◆ Problem to work on
Swap each "Objective" in the records below for "Goal", leaving all other text unchanged.

+ + +

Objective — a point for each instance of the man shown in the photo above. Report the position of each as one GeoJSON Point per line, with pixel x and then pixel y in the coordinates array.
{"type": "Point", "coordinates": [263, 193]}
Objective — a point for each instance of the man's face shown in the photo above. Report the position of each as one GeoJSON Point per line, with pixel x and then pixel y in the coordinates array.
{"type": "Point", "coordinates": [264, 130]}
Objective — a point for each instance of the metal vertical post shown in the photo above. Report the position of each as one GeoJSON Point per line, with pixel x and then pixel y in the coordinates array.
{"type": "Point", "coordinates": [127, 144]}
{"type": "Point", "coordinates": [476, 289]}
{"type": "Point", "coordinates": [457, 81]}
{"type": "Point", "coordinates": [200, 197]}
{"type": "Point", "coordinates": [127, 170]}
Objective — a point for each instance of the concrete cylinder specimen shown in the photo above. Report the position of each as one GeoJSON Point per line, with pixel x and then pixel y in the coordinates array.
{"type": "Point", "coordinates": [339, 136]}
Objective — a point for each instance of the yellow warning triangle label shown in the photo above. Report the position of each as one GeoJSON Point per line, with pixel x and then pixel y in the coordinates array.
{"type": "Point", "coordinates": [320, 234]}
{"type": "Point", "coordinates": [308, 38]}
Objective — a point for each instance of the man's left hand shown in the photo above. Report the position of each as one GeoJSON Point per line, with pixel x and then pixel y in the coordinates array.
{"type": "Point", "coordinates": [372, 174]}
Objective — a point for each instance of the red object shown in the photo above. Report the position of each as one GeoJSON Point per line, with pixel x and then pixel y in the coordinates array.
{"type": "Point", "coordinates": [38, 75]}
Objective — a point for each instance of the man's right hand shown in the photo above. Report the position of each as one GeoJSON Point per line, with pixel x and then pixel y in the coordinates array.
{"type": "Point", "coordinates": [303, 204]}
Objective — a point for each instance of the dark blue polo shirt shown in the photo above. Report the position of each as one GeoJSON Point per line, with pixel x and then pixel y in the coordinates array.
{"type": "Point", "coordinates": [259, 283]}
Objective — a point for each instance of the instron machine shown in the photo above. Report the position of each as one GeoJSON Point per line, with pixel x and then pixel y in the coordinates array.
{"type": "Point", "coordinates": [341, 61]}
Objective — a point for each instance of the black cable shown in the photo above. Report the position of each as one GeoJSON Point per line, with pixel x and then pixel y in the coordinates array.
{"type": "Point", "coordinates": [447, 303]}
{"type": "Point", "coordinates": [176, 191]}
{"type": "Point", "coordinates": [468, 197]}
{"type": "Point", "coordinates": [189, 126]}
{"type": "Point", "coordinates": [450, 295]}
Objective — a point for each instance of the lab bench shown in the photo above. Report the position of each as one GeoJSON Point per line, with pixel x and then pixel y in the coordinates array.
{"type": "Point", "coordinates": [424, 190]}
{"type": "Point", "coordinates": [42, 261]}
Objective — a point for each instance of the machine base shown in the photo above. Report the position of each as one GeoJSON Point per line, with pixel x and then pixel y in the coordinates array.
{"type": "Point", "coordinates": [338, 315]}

+ + +

◆ Written answer
Goal — a point for each instance of the man shown in the photo above. Report the position of each as one GeoJSON Point per line, with pixel x and then pixel y in the coordinates array.
{"type": "Point", "coordinates": [263, 193]}
Goal — a point for each instance of the man's face shown in the photo above. Report the position of each as one GeoJSON Point per line, with pixel x and then pixel y in the coordinates array.
{"type": "Point", "coordinates": [264, 130]}
Goal — a point for each instance of the metal vertical post shown in the photo above. Report the position of each as one GeoJSON Point per line, with pixel x and then pixel y in the coordinates array.
{"type": "Point", "coordinates": [127, 144]}
{"type": "Point", "coordinates": [476, 289]}
{"type": "Point", "coordinates": [457, 81]}
{"type": "Point", "coordinates": [200, 197]}
{"type": "Point", "coordinates": [127, 170]}
Goal — a point for each instance of the concrete cylinder specimen shown in the photo above. Report the position of each as one GeoJSON Point per line, with pixel x and then pixel y in the coordinates array.
{"type": "Point", "coordinates": [339, 136]}
Goal — a point for each instance of the yellow warning triangle label shown in the photo above. Report the position of each as one GeoJSON Point per line, with pixel x and then pixel y in the coordinates array.
{"type": "Point", "coordinates": [320, 234]}
{"type": "Point", "coordinates": [308, 38]}
Goal — a point for each instance of the man's left hand shown in the photo above. Report the position of each as one GeoJSON Point per line, with pixel x and then pixel y in the coordinates array.
{"type": "Point", "coordinates": [372, 174]}
Goal — a point for each instance of the red object shown in the photo above. Report the position of each as one GeoJSON Point per line, with pixel x and then pixel y in the coordinates array.
{"type": "Point", "coordinates": [38, 75]}
Goal — a point for each instance of the man's right hand shown in the photo above. Report the position of each as one GeoJSON Point per line, with pixel x and then pixel y in the coordinates array.
{"type": "Point", "coordinates": [303, 204]}
Goal — a point for each instance of the dark blue polo shirt shown in the photo above. Report the position of each as one GeoJSON Point per line, with pixel x and then pixel y in the coordinates array.
{"type": "Point", "coordinates": [259, 283]}
Goal — a point for each instance of the instron machine shown in the photo above. Report the position of each as one GeoJSON Point per line, with pixel x and then pixel y in the coordinates array.
{"type": "Point", "coordinates": [341, 61]}
Goal — a point for each instance of the black cable shown in the photo above. Report the position of each as one GeoJSON Point per line, with pixel x and then pixel y in the coordinates array.
{"type": "Point", "coordinates": [447, 303]}
{"type": "Point", "coordinates": [176, 191]}
{"type": "Point", "coordinates": [468, 197]}
{"type": "Point", "coordinates": [189, 126]}
{"type": "Point", "coordinates": [450, 295]}
Goal — a point for each instance of the lab bench shown in the photo above. Report the position of each as one GeoJSON Point per line, with pixel x and then pixel y in the coordinates array.
{"type": "Point", "coordinates": [424, 190]}
{"type": "Point", "coordinates": [42, 261]}
Goal — a point for each instance of the machine base shown in the photo above. Report the position of each as one GeoJSON Point per line, with pixel x and then pixel y in the coordinates array.
{"type": "Point", "coordinates": [338, 315]}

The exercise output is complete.